■ What the exercise asks: Within the records, say how many lines include the word "water"; the answer should be the number and no more.
**** Supplied material
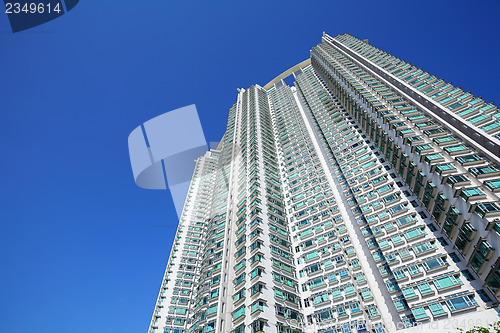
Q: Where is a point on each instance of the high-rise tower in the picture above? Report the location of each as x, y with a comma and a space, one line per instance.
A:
363, 198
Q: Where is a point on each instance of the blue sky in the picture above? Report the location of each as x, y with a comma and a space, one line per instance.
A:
82, 248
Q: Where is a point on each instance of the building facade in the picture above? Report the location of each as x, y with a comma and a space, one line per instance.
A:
365, 197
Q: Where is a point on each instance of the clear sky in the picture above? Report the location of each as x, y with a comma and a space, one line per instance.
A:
83, 249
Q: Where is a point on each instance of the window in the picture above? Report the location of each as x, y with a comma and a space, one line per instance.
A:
447, 282
425, 289
461, 302
257, 306
409, 293
436, 309
419, 313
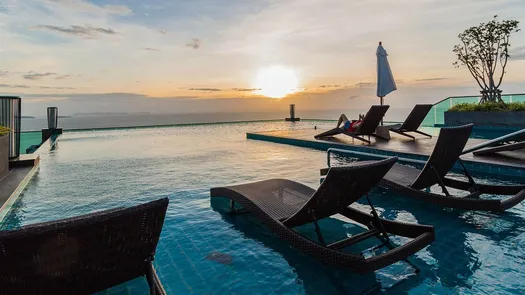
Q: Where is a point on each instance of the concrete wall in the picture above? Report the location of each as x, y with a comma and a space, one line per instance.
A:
510, 119
4, 155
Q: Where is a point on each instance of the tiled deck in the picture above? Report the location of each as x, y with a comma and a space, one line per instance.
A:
508, 163
21, 170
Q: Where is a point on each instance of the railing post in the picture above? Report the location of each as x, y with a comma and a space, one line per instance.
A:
10, 117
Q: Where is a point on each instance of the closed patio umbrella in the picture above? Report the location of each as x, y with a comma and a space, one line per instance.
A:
385, 80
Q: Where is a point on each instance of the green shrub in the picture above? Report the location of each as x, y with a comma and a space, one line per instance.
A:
489, 107
4, 130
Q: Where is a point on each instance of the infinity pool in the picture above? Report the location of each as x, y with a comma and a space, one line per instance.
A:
474, 253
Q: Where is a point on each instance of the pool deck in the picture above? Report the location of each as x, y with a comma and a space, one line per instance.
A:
21, 170
507, 163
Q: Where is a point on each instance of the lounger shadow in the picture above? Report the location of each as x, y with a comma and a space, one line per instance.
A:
283, 204
413, 121
510, 142
411, 181
367, 128
84, 254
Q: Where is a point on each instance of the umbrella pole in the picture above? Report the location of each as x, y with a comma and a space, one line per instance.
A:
381, 104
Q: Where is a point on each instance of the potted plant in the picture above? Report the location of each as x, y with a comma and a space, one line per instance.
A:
487, 114
4, 151
484, 51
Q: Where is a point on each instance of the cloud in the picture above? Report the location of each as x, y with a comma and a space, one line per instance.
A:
364, 84
118, 9
80, 31
195, 43
37, 76
29, 86
205, 89
517, 53
328, 86
430, 79
85, 6
50, 87
13, 86
245, 89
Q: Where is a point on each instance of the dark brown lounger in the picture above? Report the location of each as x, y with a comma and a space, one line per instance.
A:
84, 254
510, 142
283, 204
413, 121
410, 181
367, 128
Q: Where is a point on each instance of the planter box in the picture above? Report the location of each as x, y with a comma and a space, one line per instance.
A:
509, 119
4, 155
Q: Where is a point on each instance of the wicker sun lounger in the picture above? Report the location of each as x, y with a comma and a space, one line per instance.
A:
413, 121
410, 181
367, 128
283, 204
84, 254
510, 142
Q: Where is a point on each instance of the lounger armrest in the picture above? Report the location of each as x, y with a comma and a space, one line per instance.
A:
513, 201
401, 252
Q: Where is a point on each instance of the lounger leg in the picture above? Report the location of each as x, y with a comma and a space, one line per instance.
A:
470, 179
236, 211
402, 133
385, 239
318, 231
422, 133
440, 182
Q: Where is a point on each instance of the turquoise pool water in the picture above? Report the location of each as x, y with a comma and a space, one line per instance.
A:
475, 253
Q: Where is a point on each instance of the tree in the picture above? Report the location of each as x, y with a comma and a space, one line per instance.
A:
484, 50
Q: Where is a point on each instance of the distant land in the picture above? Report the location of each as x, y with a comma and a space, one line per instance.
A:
110, 114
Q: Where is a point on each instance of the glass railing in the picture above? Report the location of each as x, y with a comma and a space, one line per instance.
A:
436, 116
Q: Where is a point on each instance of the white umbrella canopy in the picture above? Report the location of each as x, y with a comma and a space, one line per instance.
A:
385, 79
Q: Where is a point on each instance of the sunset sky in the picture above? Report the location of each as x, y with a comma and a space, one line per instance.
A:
182, 56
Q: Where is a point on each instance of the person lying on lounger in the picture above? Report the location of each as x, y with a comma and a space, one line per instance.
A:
348, 125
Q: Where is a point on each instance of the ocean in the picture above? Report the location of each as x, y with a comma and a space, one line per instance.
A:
146, 119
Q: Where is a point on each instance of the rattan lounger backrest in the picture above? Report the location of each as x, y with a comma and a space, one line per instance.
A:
450, 144
416, 117
342, 187
372, 119
81, 255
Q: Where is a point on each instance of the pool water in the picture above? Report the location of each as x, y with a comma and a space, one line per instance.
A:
204, 251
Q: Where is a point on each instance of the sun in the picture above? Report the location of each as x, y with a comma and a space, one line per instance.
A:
276, 82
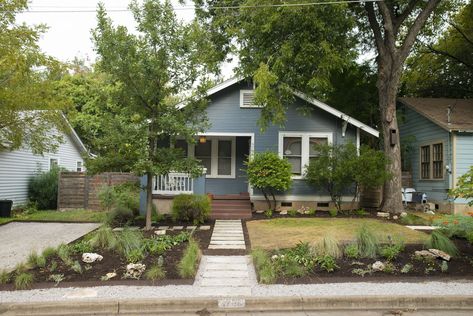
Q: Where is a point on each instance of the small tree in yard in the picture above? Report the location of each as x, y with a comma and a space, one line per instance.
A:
341, 170
464, 187
269, 173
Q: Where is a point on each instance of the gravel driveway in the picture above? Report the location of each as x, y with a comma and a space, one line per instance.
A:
17, 239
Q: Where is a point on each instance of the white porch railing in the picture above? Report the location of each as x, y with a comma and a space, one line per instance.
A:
173, 183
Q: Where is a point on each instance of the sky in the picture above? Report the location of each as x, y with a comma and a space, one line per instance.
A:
69, 33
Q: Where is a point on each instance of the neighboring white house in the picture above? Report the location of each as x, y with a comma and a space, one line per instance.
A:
17, 167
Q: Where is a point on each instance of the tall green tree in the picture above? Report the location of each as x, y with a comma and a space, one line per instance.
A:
444, 67
301, 45
152, 69
29, 99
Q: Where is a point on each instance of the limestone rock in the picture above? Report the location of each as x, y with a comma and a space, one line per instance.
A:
425, 254
88, 257
440, 254
134, 270
378, 266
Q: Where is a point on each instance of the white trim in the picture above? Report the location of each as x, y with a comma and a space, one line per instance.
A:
317, 103
215, 89
53, 157
302, 198
305, 137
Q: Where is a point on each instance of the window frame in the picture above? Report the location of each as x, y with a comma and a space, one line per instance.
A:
305, 146
431, 144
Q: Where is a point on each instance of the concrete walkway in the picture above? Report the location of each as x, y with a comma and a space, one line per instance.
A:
227, 234
19, 239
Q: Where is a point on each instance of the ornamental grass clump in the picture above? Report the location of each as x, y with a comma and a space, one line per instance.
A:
188, 265
437, 240
367, 242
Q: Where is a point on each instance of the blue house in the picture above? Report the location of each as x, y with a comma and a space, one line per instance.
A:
437, 138
234, 135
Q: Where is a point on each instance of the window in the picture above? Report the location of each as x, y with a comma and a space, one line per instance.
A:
425, 162
431, 161
437, 160
53, 162
203, 152
298, 148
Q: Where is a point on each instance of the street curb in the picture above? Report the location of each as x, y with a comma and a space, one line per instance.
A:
208, 306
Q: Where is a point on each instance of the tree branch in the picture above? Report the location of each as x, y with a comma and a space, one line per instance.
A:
378, 37
449, 55
415, 29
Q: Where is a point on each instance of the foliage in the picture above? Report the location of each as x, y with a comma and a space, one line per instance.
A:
4, 276
464, 187
23, 280
367, 242
351, 251
437, 240
327, 263
120, 216
444, 66
43, 188
57, 278
264, 267
269, 173
30, 103
155, 272
455, 225
152, 68
391, 251
191, 208
187, 267
407, 268
328, 246
341, 171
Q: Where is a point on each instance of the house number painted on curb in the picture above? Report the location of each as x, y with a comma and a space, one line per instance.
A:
231, 303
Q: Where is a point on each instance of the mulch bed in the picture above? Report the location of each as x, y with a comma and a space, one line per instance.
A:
460, 267
115, 263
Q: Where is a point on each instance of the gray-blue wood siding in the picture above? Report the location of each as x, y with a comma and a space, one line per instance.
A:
415, 131
464, 156
226, 116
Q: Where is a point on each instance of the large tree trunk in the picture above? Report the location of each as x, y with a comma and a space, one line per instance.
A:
388, 79
149, 200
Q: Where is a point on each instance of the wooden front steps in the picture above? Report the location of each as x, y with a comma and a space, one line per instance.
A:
236, 206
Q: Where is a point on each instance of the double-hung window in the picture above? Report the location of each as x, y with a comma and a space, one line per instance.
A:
431, 161
300, 147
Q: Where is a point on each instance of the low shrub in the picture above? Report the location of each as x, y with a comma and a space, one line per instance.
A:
23, 281
438, 240
263, 265
367, 242
155, 272
191, 208
189, 263
351, 251
328, 246
333, 212
120, 216
42, 189
327, 263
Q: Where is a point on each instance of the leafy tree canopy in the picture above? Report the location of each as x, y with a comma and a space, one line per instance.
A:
29, 99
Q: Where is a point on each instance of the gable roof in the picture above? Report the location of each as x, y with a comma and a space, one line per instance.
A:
436, 110
303, 96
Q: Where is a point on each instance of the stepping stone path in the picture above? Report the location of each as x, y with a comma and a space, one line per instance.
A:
227, 234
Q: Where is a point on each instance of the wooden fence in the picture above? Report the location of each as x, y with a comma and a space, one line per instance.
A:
78, 190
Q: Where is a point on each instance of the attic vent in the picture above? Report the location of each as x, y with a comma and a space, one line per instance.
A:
247, 99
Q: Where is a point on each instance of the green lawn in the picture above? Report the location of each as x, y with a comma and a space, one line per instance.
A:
63, 216
287, 232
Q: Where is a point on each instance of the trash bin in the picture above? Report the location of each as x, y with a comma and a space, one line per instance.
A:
5, 208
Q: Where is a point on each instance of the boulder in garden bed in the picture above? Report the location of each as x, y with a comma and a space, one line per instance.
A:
88, 257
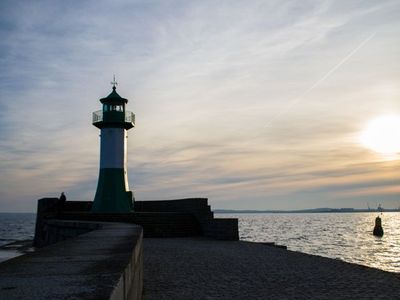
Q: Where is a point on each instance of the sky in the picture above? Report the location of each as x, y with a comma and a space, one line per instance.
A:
252, 104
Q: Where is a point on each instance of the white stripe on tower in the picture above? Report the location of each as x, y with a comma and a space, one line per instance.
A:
113, 148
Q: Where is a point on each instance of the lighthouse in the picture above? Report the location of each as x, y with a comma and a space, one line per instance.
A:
113, 194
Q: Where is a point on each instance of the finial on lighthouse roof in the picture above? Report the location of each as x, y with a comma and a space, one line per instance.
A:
114, 83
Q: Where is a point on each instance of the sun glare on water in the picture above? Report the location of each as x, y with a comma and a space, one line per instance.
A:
382, 135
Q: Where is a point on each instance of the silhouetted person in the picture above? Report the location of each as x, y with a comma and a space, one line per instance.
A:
378, 230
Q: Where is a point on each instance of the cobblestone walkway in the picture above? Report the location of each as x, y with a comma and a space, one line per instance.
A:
204, 269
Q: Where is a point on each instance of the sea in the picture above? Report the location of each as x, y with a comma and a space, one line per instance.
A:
343, 236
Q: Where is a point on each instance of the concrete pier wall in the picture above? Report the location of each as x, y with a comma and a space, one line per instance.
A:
105, 263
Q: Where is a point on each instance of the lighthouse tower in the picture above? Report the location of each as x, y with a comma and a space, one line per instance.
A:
112, 194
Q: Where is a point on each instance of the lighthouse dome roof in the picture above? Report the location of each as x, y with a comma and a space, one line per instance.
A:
113, 98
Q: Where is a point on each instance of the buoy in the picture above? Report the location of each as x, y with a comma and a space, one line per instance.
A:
378, 230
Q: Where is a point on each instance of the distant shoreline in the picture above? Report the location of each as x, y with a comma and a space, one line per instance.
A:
315, 210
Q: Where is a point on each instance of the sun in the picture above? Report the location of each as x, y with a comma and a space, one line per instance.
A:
382, 135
********
■ Solution for this task: 3